### Text block
— BEGIN —

What’s advancing the world of graph databases, and what’s slowing us down?
In my relatively short two years in the graph database world, I’ve met people who have spent decades hoping that the world sees value in the analytics, semantics, and data integration that graph databases offer. Many companies are still waiting for the market to pop, all the thirty or so vendors. What are some of the hits that make graph databases so cool, and what are the misses that are keeping graph databases niche?
Here is my take on the top HITS and MISSES of the graph database world, covering a little bit about investors, technology, standards, and marketing.
Hit: Investor Interest in Data
We can learn a lot about the graph database market’s capability to woo investors by looking at Snowflake. Although clearly NOT a graph database, it makes for a good study. In its IPO, Snowflake raised money at a $12.4 billion valuation. Revenue in the first half of 2020 more than doubled to $242 million. Through this fantastic IPO, the company was still losing $171.3 million. Adoption is strong, with over 3000 customers on the platform.
Snowflake is reasonable, but not necessarily amazing technology. Sure, the analytical engine underneath Snowflake can automatically scale on the cloud, but it is not as configurable, agile, and fast for certain types of analytics as say Vertica, Redshift, or even Teradata. It’s a comparatively young platform, and believe me, it takes years to build out optimizations and periphery use-case analytics. Backup, workload management, encryption, security aren’t easy to build, but necessary to sell into corporate IT. Frankly, the more mature vendors have had time to build them out.
Is enthusiasm is overdone? Maybe not. Much of Snowflake’s valuation comes from cool branding and marketing, and an outstanding user experience that drives an amazingly fast adoption pace. Compared to Snowflake, the notion of business analysts having to go through an IT process to spin up servers, even cloud ones, and then wait for IT to install the right software is inferior. In the SaaS model it provides, it’s a few clicks, and I’m ready to load my data. It simplifies the entire analytics creation process, from data load to analytics.

— END —

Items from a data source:
— BEGIN —

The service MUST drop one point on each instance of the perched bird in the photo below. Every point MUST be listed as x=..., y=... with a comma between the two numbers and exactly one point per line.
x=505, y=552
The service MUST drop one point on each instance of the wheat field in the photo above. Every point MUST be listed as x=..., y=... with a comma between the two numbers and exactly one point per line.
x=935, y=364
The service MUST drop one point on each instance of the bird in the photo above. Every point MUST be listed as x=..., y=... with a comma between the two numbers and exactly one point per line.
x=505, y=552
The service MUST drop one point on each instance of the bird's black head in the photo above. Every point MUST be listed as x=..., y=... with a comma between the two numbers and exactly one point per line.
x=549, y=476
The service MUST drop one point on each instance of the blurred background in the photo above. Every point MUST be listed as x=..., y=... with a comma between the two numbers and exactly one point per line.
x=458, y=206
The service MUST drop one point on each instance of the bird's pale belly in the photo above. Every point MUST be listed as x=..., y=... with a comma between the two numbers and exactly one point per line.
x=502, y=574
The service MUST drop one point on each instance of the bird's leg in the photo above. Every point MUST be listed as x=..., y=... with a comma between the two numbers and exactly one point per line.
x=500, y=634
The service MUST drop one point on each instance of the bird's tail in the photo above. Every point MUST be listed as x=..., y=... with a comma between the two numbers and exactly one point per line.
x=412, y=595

— END —
— BEGIN —

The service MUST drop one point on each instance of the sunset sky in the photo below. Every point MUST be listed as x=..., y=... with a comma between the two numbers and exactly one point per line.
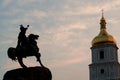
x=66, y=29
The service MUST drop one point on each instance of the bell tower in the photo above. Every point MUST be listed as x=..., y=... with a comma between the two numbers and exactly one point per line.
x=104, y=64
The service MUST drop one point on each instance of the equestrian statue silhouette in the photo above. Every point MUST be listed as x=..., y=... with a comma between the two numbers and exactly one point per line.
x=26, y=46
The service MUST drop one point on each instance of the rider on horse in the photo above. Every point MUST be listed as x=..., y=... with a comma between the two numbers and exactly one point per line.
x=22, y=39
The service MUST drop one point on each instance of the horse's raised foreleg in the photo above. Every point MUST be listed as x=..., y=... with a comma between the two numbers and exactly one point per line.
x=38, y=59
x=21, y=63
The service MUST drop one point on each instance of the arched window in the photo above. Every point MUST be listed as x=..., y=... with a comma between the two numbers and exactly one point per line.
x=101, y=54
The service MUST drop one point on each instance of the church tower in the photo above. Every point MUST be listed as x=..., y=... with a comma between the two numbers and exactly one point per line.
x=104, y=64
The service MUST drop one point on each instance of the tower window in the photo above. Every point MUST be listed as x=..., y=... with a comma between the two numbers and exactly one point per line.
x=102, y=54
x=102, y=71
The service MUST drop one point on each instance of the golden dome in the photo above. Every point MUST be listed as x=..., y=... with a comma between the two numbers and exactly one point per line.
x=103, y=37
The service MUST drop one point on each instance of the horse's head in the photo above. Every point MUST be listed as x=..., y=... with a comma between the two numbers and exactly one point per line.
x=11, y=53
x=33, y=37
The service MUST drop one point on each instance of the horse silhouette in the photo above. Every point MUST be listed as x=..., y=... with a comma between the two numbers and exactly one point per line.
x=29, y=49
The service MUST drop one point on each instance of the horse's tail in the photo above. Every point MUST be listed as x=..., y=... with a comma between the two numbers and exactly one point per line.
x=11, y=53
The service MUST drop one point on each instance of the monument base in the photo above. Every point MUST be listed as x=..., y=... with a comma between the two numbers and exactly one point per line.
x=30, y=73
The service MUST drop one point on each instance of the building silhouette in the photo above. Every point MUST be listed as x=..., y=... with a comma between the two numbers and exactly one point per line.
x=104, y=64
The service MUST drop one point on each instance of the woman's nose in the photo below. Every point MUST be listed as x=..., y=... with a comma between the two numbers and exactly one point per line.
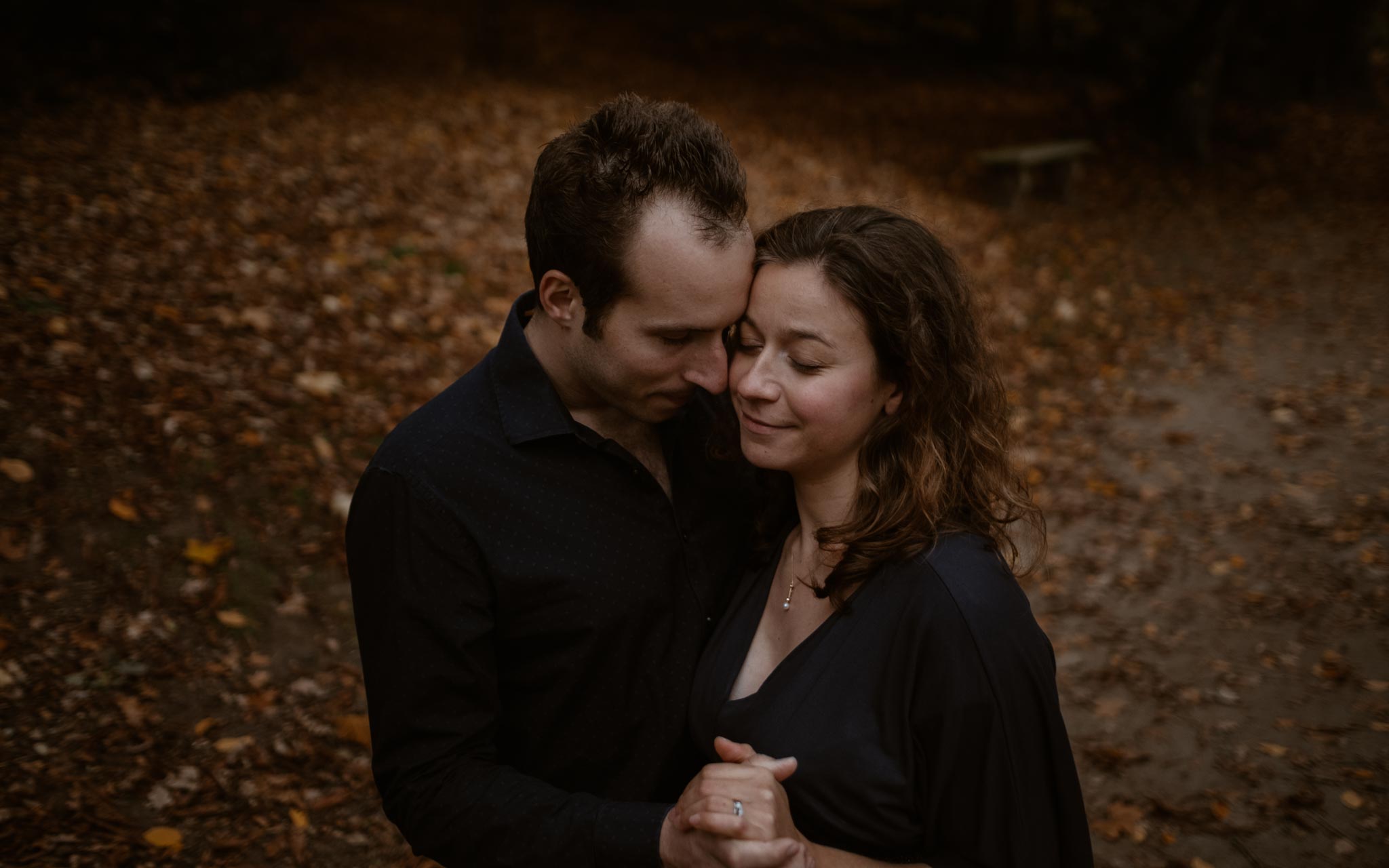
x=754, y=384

— END —

### Tasks
[A] According to the graph database text, which capabilities are not easy to build but are necessary to sell into corporate IT? List every one it names.
[B] Proceed with the graph database text, starting after its final sentence.
None of the material is needed here.

### Answers to the exercises
[A] Backup, workload management, encryption, and security.

[B]
Hit: Focused adoption to a broader audience
Graph databases should be easy to use, no matter what level of expertise you have. The HIT is that vendors are driving toward a Snowflake-like experience. Enter your contact details, give a couple of technical details about your project, and you’re up. There are demo databases for you to use and queries for you to run. There’s some very encouraging work from Data.World, TigerGraph, and Neo4J Aura in the elegance department will only help the market grow.
On the other hand, if you think your graph database’s target market is ontologists, think again. Aim your development at Excel spreadsheet and internet browser users. Less knowledgeable users will thank you for helping them understand graph. More knowledgeable users will thank you for saving them from the dreariness of following complicated instructions for setting up a database.
Think of it this way. During the deal, your potential buyer will have to justify why they need this new thing called a graph database to someone on the business side. If the solution can’t be elegantly showcased and understood by all, it may fall flat with business users. Technical features have an equal footing to business-focused ones.
Miss: Standards delays on SPARQL*
For more than a decade, the W3C has had a fantastic plan to expand a significant shortcoming in triple-stores so they can express properties on predicates. This would mean that expressing provenance and start/end dates for relationships, for example, in a semantic graph would be as simple as it is in a property graph. The committee is a mixed bag of semantic database vendors, some who want to build toward unification with other labeled property engines, using a similar structure and syntax to Cypher-based solutions called labeled property graphs. Others would like to continue to pay homage to blank nodes and reification in a part of the specification termed separate assertions.
The divide between the blank nodes/reification guys and the labeled property guys is what stumped the W3C more than a decade ago, and I fear it’s happening again. You can see why it might happen. If your database engine is optimized for one or the other method, or if you belong to the exclusive club who completely understands reification, it’s right to protect your interests. However, it’s not so good for expanding the market to analysts. As the years tick on, we can’t seem to get it done — meanwhile, the world’s technologies advance.
Some vendors are taking matters into their own hands and building one method or another, or both. It’s a shame that the tools vendors who offer visualization or integration into graph databases will have to suffer from a lack of a standard. Without universal tools, the graph database adoption will suffer.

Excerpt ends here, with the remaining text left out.